**GIVEN ENTRIES:**
───

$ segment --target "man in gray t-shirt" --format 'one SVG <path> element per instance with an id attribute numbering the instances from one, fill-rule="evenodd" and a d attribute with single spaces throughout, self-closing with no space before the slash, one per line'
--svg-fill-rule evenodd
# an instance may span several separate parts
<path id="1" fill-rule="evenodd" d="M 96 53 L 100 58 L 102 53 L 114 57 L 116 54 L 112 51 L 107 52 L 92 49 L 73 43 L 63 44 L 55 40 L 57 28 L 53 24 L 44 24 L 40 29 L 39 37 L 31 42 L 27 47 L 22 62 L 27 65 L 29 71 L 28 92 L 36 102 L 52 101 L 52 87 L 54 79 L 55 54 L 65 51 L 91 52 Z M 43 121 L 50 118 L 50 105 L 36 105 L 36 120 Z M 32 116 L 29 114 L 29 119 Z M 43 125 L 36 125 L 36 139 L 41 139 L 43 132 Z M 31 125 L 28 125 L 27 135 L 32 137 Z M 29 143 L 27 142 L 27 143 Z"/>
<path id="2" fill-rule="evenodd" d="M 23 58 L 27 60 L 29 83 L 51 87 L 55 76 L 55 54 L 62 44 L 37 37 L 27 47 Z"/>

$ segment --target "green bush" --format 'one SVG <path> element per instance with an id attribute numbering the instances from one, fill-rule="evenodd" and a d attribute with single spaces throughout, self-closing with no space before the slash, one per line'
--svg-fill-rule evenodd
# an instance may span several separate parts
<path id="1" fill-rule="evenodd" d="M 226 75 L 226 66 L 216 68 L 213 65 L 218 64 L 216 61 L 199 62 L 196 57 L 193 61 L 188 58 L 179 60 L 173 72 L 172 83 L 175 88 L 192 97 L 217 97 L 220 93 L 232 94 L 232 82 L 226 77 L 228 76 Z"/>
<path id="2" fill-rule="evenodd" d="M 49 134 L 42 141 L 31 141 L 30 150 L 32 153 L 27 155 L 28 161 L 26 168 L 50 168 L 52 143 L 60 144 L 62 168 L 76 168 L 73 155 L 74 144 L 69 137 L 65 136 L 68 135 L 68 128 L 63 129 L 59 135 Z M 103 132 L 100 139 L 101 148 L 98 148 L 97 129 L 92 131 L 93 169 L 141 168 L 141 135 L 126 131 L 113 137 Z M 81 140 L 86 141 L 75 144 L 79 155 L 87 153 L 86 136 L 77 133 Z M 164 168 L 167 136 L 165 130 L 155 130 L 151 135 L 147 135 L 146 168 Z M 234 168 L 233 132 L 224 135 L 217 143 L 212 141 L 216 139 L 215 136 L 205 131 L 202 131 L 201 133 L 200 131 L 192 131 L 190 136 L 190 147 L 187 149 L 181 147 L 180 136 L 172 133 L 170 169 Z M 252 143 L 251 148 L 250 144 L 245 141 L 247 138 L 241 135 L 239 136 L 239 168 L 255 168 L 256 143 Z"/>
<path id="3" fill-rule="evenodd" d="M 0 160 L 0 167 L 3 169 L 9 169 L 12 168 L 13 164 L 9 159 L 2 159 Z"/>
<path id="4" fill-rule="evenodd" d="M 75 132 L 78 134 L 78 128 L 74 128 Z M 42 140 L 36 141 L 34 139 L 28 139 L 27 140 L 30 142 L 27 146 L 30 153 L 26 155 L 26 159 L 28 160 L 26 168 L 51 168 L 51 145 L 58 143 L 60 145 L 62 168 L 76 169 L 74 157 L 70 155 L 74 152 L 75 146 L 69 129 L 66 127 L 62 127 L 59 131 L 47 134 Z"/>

───

**DIRECTIONS:**
Copy out everything from the very start of the data down to the line that contains "23 58 L 27 60", both included, word for word.

**THE RESPONSE:**
$ segment --target "man in gray t-shirt" --format 'one SVG <path> element per instance with an id attribute numbering the instances from one, fill-rule="evenodd" and a d attribute with single spaces throughout, self-closing with no space before the slash, one per line'
--svg-fill-rule evenodd
# an instance may span several separate parts
<path id="1" fill-rule="evenodd" d="M 96 53 L 100 58 L 102 53 L 114 57 L 116 54 L 112 51 L 107 52 L 92 49 L 73 43 L 63 44 L 55 40 L 57 28 L 53 24 L 44 24 L 40 29 L 39 37 L 31 42 L 27 47 L 22 62 L 27 65 L 29 71 L 28 92 L 36 102 L 52 101 L 52 87 L 54 79 L 55 54 L 65 51 L 91 52 Z M 43 121 L 50 118 L 50 105 L 36 105 L 36 120 Z M 32 116 L 29 114 L 29 119 Z M 43 125 L 36 125 L 36 139 L 41 139 L 43 132 Z M 31 125 L 28 125 L 27 135 L 32 137 Z M 29 143 L 27 142 L 27 143 Z"/>
<path id="2" fill-rule="evenodd" d="M 23 58 L 27 60 L 29 83 L 51 87 L 55 76 L 55 54 L 62 44 L 37 37 L 27 47 Z"/>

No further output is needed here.